# Article:
_____

La saga absolue de Philip Roth par Olivia-Jeanne Cohen
Olivia-Jeanne Cohen « Saccages Regards sur American Pastoral de Philip Roth », Editions Unicité, Saint-Chéron, 2025, 44 p., 10 E.
Olivia-Jeanne Cohen en une quarantaine de pages a su condenser l’existence de Philip Roth et son chef d’œuvre absolu la « Pastorale américaine ».
Avec son narrateur-type Nathan Zuckerman, son héros aura erré sans but et parfois sans lui-même, même s’il pouvait être couronné en homme parfait.
Mais l’essayiste démonte le mécanisme de Roth pour pénétrer les arcanes du psychisme de son héros, ses fiertés, ses illusions, ses névroses, sa sexualité, ses fantasmes, etc. Rien n’est épargné par un tel analyste. Et il a sidéré l’essayiste comme elle sonne ses lecteurs.

_____

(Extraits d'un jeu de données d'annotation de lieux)
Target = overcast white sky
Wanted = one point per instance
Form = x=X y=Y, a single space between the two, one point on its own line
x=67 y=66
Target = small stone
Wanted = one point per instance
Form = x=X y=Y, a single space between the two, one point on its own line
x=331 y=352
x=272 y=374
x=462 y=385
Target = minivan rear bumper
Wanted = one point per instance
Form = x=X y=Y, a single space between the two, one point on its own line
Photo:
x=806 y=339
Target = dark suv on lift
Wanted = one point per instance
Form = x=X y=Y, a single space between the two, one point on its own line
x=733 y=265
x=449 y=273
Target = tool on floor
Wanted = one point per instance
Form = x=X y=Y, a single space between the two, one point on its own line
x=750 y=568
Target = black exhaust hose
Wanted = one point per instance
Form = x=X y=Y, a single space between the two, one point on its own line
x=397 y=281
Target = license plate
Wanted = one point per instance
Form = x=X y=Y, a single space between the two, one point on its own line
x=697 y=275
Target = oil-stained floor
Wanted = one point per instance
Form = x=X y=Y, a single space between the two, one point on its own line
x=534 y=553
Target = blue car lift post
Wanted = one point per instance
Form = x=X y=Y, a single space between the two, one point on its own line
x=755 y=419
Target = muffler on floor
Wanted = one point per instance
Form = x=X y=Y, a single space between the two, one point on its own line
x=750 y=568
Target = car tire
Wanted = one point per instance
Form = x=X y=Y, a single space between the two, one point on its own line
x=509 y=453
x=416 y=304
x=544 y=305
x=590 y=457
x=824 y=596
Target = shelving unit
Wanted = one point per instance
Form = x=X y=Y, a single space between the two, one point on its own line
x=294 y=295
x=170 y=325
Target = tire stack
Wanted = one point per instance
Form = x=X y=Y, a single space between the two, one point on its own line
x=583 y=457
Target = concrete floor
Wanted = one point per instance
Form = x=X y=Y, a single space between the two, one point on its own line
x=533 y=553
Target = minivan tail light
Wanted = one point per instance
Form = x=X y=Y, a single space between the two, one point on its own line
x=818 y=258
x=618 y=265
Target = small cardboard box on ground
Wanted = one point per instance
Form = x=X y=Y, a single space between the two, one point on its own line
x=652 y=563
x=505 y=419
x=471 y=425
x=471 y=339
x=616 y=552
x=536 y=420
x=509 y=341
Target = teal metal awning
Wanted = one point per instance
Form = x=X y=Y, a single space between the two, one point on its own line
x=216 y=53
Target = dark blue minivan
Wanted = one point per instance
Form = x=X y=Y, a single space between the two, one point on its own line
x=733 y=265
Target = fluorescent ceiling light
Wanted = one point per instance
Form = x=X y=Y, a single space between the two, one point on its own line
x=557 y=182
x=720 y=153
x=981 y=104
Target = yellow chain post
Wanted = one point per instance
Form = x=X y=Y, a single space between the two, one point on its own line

_____

# Objectif de l'exercice:
Quelle est la traduction anglaise de cette phrase de l'article : « Olivia-Jeanne Cohen en une quarantaine de pages a su condenser l’existence de Philip Roth et son chef d’œuvre absolu la “Pastorale américaine”. » ?

# Résultat attendu:
In some forty pages, Olivia-Jeanne Cohen has managed to condense the life of Philip Roth and his absolute masterpiece, "American Pastoral."